TEXT PASSAGE:
THERE WAS SOME GOOD NEWS for UK sex working streetwalkers last week – which doesn’t happen very often. And in the dock at the Court of Appeal was a banker – which must cheer everybody up!

The 32-year-old bank worker’s appeal against conviction for an assault causing actual bodily harm to a sex worker was thrown out by the court.

Bradford Crown Court

The man, Paul Burns, had picked up a streetwalker in Huddersfield’s red light area and paid her £50. He then drove away from the pick up point for about ten minutes to a more secluded area near his home – Valley Mill apartments, Park Road, Elland – having agreed to drive her back afterwards – before leaving the car to relieve himself, according to the court judgement.

But Burns then decided not to have sex with the woman, and forcibly evicted her from his car, causing scratches and grazes to her legs, which were bleeding.

TASK PROMPT:
Put this sentence from the news item about the banker's appeal into Spanish: "The 32-year-old bank worker’s appeal against conviction for an assault causing actual bodily harm to a sex worker was thrown out by the court."

EXCERPTED DATA:

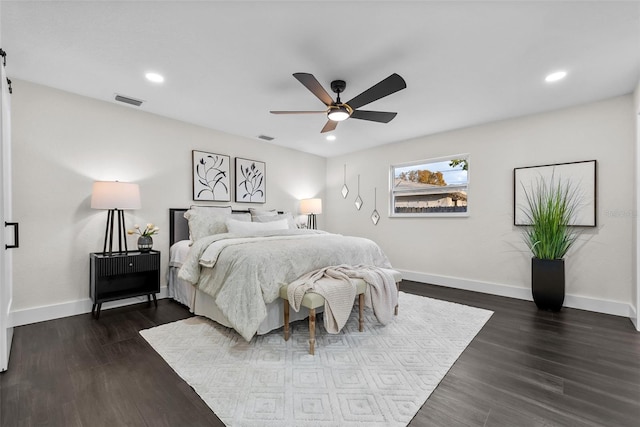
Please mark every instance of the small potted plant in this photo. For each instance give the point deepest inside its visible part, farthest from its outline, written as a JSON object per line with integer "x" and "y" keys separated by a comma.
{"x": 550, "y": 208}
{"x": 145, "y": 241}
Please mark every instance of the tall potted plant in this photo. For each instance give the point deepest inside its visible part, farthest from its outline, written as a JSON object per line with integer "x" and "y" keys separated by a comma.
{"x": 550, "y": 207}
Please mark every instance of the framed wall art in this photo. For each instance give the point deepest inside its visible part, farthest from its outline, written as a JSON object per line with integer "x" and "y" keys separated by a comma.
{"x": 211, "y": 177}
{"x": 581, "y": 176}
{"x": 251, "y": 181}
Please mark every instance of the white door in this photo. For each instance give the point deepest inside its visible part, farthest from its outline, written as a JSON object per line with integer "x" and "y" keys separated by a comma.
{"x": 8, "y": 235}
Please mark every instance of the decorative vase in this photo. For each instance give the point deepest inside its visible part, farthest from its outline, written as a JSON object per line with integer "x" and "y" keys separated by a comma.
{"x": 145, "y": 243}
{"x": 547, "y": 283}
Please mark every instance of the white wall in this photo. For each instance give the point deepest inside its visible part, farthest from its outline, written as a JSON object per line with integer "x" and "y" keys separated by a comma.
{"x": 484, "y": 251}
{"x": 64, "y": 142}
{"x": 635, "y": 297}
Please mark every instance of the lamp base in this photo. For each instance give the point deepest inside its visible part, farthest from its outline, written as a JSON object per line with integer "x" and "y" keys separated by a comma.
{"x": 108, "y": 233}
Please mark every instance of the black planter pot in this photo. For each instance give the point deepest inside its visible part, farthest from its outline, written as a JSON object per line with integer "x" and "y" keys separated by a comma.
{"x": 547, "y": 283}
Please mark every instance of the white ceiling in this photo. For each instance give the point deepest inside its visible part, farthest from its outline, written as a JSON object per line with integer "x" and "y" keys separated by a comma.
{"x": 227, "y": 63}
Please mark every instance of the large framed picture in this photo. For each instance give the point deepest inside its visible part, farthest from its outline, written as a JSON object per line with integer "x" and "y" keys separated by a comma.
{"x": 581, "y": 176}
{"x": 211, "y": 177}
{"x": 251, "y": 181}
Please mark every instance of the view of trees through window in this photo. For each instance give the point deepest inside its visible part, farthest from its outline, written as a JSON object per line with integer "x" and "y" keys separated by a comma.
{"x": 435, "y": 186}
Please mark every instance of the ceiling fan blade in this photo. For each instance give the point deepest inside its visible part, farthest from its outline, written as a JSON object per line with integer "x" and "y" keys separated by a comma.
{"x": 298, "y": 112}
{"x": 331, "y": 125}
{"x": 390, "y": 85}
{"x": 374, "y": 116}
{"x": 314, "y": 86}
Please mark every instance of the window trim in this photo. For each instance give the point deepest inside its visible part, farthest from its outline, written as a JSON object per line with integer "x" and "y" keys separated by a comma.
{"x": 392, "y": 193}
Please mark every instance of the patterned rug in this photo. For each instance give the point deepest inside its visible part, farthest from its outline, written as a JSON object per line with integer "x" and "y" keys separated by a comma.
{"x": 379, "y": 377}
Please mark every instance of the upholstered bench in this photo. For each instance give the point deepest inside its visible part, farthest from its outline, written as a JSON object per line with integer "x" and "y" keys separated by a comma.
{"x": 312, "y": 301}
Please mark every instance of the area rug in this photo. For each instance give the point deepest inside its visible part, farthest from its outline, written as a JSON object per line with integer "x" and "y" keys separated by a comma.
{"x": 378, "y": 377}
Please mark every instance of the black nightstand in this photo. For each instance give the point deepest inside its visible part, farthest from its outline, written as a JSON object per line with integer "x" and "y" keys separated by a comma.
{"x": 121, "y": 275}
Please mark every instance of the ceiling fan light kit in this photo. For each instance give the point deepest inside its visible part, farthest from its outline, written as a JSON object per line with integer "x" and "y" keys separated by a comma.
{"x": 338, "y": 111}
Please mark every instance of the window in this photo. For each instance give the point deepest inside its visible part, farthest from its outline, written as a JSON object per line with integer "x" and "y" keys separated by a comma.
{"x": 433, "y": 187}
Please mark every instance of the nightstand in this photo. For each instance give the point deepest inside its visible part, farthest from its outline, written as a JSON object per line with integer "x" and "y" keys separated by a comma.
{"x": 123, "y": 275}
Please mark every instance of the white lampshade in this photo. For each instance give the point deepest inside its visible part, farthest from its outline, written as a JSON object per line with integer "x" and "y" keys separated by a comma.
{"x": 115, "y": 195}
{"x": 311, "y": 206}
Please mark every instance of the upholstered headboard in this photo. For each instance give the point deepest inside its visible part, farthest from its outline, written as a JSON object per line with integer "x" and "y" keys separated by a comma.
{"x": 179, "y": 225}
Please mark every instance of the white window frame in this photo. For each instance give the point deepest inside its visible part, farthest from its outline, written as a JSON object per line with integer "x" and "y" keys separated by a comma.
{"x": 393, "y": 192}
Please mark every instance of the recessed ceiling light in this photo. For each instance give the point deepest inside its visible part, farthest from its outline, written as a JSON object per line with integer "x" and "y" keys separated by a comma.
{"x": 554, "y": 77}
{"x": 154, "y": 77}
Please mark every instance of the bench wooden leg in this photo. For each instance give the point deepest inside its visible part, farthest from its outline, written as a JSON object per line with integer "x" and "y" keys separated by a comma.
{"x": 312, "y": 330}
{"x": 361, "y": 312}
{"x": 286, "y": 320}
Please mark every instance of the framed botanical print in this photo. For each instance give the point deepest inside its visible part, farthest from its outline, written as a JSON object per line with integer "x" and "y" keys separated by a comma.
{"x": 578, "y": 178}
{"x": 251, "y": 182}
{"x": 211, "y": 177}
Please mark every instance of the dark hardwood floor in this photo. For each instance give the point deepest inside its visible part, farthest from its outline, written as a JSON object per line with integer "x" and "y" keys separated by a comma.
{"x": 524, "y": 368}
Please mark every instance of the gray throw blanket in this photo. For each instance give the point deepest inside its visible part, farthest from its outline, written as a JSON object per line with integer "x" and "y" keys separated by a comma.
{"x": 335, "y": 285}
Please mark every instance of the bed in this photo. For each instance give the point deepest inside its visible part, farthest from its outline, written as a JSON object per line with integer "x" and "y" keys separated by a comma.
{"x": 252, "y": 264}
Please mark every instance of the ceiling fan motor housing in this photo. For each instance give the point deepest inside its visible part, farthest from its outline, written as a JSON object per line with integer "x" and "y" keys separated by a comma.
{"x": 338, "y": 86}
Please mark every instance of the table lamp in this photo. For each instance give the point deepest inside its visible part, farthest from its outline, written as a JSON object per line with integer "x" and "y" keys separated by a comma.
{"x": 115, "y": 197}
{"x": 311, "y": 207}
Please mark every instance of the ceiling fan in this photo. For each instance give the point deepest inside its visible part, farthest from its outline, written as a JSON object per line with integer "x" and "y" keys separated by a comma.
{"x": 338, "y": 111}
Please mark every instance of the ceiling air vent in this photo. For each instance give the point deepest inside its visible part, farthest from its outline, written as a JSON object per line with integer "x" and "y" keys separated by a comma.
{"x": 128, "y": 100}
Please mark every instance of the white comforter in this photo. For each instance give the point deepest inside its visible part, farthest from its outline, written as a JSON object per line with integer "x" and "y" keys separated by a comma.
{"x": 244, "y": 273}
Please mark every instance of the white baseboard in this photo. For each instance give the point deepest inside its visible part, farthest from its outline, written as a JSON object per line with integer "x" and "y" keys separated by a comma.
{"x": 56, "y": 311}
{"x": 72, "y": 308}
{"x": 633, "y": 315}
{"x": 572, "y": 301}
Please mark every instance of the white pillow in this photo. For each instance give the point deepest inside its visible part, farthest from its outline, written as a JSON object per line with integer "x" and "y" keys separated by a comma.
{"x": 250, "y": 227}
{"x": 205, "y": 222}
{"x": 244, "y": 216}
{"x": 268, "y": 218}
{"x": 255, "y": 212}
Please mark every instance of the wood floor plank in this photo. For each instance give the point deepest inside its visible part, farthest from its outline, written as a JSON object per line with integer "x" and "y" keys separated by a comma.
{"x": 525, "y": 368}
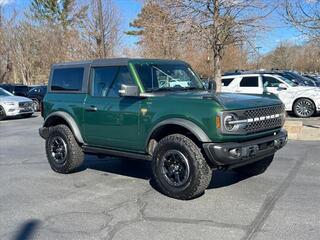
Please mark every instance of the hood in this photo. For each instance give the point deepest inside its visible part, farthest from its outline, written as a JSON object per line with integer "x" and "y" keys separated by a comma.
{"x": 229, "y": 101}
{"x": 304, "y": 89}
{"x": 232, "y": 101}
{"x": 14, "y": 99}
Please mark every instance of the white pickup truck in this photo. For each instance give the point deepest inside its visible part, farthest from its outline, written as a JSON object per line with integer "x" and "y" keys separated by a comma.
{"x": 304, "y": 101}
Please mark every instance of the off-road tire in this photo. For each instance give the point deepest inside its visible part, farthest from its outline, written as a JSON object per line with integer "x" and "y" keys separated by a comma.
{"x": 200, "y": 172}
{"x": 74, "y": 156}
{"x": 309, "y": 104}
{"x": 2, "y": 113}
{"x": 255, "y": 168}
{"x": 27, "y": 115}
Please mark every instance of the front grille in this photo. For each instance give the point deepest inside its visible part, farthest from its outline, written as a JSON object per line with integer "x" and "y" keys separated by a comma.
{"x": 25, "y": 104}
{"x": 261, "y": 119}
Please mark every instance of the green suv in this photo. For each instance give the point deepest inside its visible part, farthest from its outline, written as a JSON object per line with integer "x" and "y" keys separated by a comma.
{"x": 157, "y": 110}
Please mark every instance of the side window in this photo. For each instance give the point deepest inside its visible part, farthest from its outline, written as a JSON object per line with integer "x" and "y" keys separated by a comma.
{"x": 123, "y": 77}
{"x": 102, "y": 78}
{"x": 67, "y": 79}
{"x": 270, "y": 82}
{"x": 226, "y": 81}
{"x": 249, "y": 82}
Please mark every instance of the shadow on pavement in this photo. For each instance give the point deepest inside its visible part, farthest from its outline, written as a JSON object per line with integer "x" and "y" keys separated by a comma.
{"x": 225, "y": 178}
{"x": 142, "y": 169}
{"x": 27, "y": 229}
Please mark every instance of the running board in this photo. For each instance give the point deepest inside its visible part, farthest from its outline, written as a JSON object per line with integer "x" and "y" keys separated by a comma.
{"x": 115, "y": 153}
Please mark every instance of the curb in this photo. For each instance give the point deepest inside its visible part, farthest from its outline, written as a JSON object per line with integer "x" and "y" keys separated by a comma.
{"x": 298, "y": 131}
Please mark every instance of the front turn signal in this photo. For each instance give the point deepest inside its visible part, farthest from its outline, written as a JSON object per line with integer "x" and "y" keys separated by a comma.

OUTPUT:
La apelación del empleado bancario de 32 años contra su condena por una agresión que causó lesiones corporales reales a una trabajadora sexual fue desestimada por el tribunal.